[TO DO]:
Reproduce the lines between the one containing "Could you please annotate the blue" and the end of the rows, both ends included, without changing a character.

[Object position labeling rows]:

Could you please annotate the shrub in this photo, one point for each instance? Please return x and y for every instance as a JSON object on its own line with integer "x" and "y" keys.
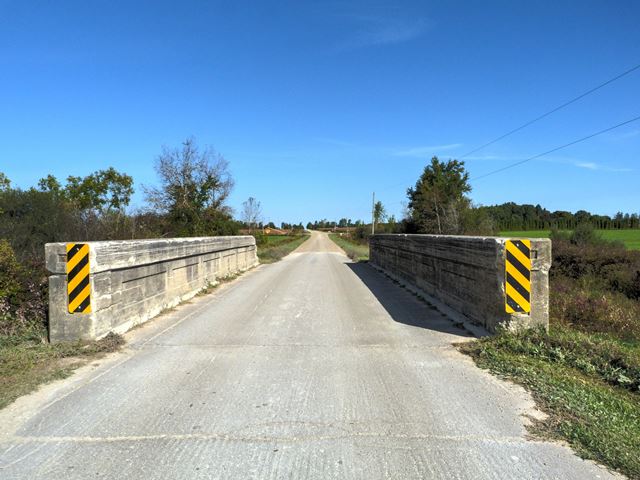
{"x": 611, "y": 265}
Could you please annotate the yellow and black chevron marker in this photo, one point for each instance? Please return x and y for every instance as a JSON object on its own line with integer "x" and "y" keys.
{"x": 517, "y": 280}
{"x": 78, "y": 284}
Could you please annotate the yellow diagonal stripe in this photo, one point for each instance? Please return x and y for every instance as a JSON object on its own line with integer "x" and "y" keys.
{"x": 82, "y": 274}
{"x": 84, "y": 250}
{"x": 515, "y": 273}
{"x": 515, "y": 251}
{"x": 513, "y": 293}
{"x": 80, "y": 298}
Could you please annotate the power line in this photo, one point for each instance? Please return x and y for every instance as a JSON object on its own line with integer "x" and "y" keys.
{"x": 557, "y": 148}
{"x": 573, "y": 100}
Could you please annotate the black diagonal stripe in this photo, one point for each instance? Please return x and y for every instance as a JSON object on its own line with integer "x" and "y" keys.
{"x": 519, "y": 288}
{"x": 522, "y": 247}
{"x": 83, "y": 306}
{"x": 516, "y": 263}
{"x": 514, "y": 305}
{"x": 76, "y": 291}
{"x": 72, "y": 252}
{"x": 75, "y": 270}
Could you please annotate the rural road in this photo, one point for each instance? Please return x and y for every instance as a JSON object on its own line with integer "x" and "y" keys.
{"x": 313, "y": 367}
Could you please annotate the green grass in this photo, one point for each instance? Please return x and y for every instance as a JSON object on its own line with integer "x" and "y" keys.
{"x": 274, "y": 247}
{"x": 588, "y": 384}
{"x": 26, "y": 363}
{"x": 357, "y": 252}
{"x": 630, "y": 237}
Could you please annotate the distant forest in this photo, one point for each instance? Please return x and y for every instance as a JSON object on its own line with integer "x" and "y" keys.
{"x": 511, "y": 216}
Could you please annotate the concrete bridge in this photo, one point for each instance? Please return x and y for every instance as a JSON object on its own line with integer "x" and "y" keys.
{"x": 314, "y": 367}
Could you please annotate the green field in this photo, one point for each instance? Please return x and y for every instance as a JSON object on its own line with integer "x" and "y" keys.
{"x": 630, "y": 238}
{"x": 272, "y": 248}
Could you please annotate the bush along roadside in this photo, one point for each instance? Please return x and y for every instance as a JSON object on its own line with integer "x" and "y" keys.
{"x": 358, "y": 251}
{"x": 585, "y": 371}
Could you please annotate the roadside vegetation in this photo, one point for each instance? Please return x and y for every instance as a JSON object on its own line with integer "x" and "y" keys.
{"x": 630, "y": 238}
{"x": 357, "y": 249}
{"x": 272, "y": 248}
{"x": 189, "y": 199}
{"x": 585, "y": 371}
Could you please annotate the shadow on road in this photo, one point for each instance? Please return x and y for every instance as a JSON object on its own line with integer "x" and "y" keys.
{"x": 402, "y": 305}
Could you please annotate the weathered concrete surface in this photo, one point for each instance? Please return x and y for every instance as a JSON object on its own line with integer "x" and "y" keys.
{"x": 134, "y": 280}
{"x": 312, "y": 367}
{"x": 466, "y": 274}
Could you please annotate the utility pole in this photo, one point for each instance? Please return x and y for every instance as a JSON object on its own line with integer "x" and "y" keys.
{"x": 373, "y": 214}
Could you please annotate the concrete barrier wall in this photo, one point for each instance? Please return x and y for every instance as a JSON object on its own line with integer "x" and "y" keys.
{"x": 134, "y": 280}
{"x": 466, "y": 275}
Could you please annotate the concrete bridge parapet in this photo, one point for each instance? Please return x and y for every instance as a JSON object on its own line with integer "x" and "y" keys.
{"x": 131, "y": 281}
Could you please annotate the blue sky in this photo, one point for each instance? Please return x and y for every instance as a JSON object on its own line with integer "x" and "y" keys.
{"x": 317, "y": 104}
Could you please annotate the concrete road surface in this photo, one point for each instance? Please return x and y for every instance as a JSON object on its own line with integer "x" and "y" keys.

[WRITTEN ANSWER]:
Could you please annotate the blue sky in this photo, one point for each instance? Please return x and y for every instance as a JSON object on its own line with integer "x" and "y" keys.
{"x": 317, "y": 104}
Could you please annotate the concrete road surface in this photo, one point for each instance? Please return x and y for every instance as a JSON object on its own line with integer "x" and "y" keys.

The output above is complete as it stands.